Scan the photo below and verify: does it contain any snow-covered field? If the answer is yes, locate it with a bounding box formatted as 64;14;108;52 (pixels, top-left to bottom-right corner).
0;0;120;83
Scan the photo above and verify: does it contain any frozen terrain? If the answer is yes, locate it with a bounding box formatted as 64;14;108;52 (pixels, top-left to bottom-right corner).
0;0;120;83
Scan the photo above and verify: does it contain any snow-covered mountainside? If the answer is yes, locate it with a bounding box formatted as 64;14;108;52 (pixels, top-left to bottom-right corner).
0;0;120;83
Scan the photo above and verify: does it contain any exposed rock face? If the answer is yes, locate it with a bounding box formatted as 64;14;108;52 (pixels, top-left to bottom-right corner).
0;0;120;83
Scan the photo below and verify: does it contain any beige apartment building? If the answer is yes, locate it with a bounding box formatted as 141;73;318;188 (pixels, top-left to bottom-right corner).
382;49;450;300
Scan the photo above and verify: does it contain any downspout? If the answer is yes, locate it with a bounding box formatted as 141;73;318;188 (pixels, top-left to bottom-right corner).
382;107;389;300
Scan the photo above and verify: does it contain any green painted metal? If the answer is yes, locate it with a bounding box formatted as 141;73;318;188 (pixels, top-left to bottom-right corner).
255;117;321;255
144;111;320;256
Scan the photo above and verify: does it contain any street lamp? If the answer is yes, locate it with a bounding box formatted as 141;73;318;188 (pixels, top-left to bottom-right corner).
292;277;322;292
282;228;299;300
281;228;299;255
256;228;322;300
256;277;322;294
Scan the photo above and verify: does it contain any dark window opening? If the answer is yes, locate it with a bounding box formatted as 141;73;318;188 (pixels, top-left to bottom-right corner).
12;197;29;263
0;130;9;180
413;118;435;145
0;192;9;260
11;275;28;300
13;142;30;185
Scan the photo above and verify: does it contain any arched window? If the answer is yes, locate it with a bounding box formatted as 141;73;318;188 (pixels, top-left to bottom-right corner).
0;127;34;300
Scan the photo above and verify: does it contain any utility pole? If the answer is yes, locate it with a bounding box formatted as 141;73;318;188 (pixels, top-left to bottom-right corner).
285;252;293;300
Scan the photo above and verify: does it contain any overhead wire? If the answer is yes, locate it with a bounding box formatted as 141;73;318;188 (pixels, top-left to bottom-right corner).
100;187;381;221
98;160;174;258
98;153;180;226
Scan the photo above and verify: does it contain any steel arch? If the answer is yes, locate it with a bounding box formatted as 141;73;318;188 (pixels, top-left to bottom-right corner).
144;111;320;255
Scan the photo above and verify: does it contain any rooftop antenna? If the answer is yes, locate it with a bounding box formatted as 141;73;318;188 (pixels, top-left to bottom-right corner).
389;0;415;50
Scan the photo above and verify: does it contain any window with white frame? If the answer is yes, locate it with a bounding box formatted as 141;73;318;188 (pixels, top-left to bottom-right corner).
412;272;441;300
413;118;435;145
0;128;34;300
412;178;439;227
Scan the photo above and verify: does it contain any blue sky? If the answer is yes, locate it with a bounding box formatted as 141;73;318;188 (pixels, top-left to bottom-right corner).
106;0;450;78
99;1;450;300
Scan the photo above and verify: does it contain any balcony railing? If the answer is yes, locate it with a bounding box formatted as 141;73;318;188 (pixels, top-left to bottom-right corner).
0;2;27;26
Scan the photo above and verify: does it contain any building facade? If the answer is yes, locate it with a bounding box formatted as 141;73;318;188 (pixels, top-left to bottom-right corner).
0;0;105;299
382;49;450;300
# # # #
_What this task involves_: Every entry needs to be copied again, word for word.

_Response for this exercise_:
Scan the photo below and verify: does it contain any snow-covered field? If the answer is yes, locate it with a bounding box formatted as 64;14;108;52 (pixels, top-left to bottom-right corner).
0;0;120;83
Scan the photo above and verify: does it contain any frozen terrain? If the answer is yes, locate it with a bounding box formatted as 64;14;108;52 (pixels, top-left to bottom-right corner).
0;0;120;83
Scan the photo above and verify: does it contain any snow-covered mountainside? If the answer is yes, locate it with a bounding box formatted as 64;14;108;52 (pixels, top-left to bottom-right corner).
0;0;120;83
Scan the photo above and verify: does it contain any exposed rock face? If the answer is yes, locate it with a bounding box formatted as 64;14;108;52 (pixels, top-left to bottom-right corner).
0;0;120;83
Scan the photo below and verify: does it contain any beige apartment building? If the answer is yes, locate it with a bounding box formatted as 141;73;318;188 (pixels, top-left to bottom-right corner).
382;49;450;300
Scan the photo above and verify: does it contain any downspout? If the answer is yes, locate it with a bounding box formatted as 141;73;318;188 (pixels, top-left to bottom-right corner).
382;107;389;300
Scan the photo above and verify: does it contain any green painted metal? If the answer is yes, locate it with a bounding box formatted as 141;73;318;188 (pixels, top-left to bottom-right corner).
255;117;321;255
144;111;320;256
Scan the photo above and verify: does it contain any street lamp? If the answer is yes, locate it with a bounding box formatted as 141;73;318;188 (pixels, top-left to bottom-right corner).
292;277;322;292
282;228;299;300
281;228;299;255
256;228;322;300
256;277;322;294
Scan the photo above and verify: does it contain any dark window opening? If the answer is yes, locate it with a bounding box formatted as 141;73;318;188 (pixels, top-left to bottom-right corner).
12;197;29;263
0;130;9;180
413;118;435;145
0;192;9;260
11;275;28;300
13;142;30;185
Scan the photo above and verify: does it contain any arched window? If the answer is yes, locate it with a bounding box formatted as 141;73;318;188 (pixels, top-left to bottom-right corner).
0;127;34;300
Scan the photo above and verify: does it contain any utility pole? If the answer is yes, locate it with a bounding box formatted as 141;73;318;188 (pixels, top-left to bottom-right corner).
285;252;293;300
Scan the photo above and verify: does it contain any overhead wire? If the answer is yes, locate it with a bounding box formatted as 141;73;318;188 (pixels, top-left to bottom-right corner).
100;187;381;221
98;160;174;258
98;153;180;226
Scan the photo above and verify: does it contain any steel arch? If the answer is yes, locate it with a bounding box formatted as 141;73;318;188 (pixels, top-left to bottom-right corner).
144;111;320;255
Scan the photo above and verify: does it contain any rooftop antenna? If the answer is yes, locate it with a bounding box formatted as 141;73;318;188 (pixels, top-left to bottom-right corner).
389;0;415;50
Scan the photo above and verify: does it contain any window with white frame? If the answer is yes, locate it with a bounding box formatted as 141;73;318;188 (pixels, top-left to bottom-right corner).
412;272;441;300
413;118;435;145
0;128;34;300
412;178;439;227
Scan the photo above and verify: does it contain any blue sky? If the answer is yes, locate it with a bounding box formatted as 141;73;318;188 (pixels, top-left to bottom-right corner).
106;0;450;78
99;1;450;300
Scan the photo above and verify: does it contain any balcony railing? If the answer is yes, locate it with a bounding box formatted as 141;73;318;188 (pixels, top-left to bottom-right corner).
0;2;27;26
Scan the photo above and verify: does it contain any building facade? If the answer is yes, locate it with a bounding box formatted as 141;73;318;188 (pixels, top-left to bottom-right corner).
0;0;105;299
382;49;450;300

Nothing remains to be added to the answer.